Instructions to follow
Update the part that opens with the line containing "Task: confirm every instance of the window" and closes with the line containing "[[802, 716], [388, 702]]": write those lines again with "man's hand" changed to "man's arm" and nothing else altered.

Information shown
——————————

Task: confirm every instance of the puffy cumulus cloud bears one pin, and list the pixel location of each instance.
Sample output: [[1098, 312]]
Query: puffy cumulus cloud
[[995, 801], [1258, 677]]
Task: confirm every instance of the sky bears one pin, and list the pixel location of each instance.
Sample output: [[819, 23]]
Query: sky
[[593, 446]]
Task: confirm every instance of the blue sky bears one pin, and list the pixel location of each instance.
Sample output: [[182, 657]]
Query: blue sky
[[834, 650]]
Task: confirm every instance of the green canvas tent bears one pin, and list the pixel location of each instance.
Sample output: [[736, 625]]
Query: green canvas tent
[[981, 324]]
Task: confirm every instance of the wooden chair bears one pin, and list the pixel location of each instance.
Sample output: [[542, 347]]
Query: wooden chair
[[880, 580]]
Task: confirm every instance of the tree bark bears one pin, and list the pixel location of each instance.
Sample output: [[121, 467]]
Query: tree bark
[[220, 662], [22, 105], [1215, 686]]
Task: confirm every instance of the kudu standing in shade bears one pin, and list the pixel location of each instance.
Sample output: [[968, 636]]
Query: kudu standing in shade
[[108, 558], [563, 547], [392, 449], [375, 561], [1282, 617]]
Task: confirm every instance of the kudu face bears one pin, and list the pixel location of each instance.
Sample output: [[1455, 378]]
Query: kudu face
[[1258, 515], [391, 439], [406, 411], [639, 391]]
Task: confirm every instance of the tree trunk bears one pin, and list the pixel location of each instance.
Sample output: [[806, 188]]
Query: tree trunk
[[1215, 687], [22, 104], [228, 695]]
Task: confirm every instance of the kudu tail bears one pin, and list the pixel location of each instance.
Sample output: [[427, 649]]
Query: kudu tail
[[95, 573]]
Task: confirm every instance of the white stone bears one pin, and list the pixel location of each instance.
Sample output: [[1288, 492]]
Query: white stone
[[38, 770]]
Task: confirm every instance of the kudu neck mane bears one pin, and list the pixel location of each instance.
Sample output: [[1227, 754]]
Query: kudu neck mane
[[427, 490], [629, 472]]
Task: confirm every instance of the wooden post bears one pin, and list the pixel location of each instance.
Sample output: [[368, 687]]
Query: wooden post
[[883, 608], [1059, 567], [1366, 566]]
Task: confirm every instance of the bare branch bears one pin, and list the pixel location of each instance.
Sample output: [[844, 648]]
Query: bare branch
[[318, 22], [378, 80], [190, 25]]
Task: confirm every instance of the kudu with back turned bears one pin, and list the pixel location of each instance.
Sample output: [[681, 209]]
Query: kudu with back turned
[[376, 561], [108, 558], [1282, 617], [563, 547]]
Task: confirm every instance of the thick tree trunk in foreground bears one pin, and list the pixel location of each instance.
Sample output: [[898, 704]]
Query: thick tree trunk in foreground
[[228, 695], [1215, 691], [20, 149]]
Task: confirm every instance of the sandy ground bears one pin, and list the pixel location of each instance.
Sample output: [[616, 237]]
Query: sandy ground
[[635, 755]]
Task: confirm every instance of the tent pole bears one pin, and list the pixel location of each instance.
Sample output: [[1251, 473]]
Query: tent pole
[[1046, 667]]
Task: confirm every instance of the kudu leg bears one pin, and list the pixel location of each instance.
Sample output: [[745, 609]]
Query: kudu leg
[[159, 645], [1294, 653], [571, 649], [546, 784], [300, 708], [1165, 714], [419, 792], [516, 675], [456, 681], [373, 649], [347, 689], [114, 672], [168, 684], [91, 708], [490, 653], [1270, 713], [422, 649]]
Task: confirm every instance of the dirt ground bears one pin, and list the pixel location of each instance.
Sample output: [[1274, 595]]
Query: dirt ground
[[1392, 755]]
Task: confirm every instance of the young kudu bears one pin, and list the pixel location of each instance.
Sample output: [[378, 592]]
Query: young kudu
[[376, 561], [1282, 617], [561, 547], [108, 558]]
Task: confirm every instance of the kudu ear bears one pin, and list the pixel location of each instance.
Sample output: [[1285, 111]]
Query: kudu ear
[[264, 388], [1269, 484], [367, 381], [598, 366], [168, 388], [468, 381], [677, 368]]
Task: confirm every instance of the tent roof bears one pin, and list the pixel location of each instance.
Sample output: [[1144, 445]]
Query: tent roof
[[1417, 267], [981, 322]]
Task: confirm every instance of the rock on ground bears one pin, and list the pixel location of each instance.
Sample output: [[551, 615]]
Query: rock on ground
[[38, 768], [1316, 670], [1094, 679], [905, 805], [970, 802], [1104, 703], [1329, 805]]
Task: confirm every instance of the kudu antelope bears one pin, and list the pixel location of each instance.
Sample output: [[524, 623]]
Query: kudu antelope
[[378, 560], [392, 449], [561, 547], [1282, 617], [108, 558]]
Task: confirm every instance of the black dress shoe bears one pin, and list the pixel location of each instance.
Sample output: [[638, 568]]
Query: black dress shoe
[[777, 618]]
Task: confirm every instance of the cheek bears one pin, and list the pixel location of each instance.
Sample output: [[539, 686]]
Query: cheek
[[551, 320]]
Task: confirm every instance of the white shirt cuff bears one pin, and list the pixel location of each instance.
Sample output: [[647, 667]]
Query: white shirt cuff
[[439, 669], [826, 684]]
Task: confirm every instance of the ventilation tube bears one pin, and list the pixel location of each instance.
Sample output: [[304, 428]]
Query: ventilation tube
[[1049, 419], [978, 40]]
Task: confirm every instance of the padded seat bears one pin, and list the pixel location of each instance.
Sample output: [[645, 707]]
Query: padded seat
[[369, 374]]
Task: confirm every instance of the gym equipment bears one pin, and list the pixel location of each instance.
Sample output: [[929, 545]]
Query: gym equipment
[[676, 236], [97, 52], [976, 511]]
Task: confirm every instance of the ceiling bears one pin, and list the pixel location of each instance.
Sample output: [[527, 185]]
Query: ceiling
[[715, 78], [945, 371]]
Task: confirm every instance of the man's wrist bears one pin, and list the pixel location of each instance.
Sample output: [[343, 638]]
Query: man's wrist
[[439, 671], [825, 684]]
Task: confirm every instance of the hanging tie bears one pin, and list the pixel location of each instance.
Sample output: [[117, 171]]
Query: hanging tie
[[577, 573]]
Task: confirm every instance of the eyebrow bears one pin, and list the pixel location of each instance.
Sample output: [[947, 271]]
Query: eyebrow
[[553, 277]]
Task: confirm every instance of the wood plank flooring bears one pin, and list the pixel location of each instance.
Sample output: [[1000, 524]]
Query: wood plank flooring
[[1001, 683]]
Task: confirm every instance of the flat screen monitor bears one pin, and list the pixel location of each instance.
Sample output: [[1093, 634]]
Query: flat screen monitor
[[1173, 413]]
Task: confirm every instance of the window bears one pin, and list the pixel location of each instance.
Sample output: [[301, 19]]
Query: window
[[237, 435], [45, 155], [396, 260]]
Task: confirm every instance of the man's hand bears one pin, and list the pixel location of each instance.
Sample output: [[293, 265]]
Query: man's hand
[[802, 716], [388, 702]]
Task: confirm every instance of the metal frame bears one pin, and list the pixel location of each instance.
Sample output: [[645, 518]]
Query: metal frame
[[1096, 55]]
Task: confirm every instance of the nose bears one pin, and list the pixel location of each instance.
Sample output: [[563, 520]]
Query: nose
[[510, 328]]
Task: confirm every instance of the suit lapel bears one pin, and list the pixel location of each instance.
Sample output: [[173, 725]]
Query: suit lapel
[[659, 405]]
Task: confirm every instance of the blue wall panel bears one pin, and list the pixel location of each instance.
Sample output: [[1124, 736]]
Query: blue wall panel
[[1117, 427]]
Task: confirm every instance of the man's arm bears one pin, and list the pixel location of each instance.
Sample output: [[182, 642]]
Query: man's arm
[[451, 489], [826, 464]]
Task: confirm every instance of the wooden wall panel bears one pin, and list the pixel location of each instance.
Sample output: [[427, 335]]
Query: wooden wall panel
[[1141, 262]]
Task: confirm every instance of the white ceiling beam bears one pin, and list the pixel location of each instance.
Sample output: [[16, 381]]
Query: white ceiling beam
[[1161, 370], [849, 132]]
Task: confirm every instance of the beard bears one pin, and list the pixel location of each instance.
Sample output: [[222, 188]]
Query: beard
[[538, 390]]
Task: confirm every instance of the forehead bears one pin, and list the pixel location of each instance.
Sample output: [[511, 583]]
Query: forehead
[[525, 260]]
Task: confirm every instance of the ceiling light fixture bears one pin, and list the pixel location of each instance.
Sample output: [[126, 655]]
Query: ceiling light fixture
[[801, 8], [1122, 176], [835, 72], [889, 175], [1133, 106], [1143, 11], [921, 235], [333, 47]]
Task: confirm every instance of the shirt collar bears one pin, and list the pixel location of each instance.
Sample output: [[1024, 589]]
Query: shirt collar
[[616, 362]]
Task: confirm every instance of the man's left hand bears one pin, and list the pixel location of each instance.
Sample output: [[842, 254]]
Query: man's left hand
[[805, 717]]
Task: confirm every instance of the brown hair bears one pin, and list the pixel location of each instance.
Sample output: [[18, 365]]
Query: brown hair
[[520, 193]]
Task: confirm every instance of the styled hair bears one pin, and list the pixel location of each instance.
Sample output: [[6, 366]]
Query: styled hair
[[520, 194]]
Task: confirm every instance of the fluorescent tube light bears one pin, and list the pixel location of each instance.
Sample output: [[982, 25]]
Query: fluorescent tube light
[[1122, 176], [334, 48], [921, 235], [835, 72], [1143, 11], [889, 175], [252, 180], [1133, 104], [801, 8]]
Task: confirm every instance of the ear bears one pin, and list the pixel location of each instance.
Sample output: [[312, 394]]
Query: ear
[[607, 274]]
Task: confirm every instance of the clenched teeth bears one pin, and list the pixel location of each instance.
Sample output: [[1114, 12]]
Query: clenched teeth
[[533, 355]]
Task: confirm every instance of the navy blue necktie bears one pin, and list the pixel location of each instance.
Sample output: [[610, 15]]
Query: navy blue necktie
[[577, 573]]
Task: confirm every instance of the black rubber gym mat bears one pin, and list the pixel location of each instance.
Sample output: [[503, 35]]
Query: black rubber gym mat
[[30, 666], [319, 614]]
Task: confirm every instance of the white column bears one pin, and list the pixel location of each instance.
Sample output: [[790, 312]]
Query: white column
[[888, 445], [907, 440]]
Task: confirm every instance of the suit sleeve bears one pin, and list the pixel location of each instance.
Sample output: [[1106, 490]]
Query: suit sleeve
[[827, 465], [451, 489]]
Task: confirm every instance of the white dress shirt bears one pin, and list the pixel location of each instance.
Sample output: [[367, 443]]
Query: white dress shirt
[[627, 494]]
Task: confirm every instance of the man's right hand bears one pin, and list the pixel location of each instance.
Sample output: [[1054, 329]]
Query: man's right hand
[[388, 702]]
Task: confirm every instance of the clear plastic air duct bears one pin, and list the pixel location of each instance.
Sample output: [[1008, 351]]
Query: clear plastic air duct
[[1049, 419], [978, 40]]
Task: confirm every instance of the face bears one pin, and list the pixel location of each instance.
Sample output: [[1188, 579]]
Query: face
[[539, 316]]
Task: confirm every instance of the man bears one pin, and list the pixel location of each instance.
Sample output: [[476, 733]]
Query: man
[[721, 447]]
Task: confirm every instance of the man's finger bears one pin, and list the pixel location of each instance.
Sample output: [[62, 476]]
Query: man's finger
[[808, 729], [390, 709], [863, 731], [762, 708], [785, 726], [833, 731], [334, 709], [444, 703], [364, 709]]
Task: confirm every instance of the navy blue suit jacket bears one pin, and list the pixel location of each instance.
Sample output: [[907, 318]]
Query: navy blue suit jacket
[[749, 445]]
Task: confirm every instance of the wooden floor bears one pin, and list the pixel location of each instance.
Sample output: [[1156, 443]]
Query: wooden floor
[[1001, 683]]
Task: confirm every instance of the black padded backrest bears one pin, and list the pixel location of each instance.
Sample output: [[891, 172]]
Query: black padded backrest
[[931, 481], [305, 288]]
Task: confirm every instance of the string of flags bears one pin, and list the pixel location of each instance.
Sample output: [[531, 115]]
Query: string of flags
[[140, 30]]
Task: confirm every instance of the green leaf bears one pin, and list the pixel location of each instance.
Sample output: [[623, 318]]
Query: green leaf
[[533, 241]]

——————————

Answer in full
Task: confirm every instance of the window bears one pin, and list the pixel location of each instance.
Sample output: [[301, 19]]
Query: window
[[237, 435], [45, 155], [396, 260]]
Task: confirm every instance of the man's arm bears one pin, and list the pixel location of each instance.
Sample output: [[293, 265]]
Query: man's arm
[[802, 716], [388, 702]]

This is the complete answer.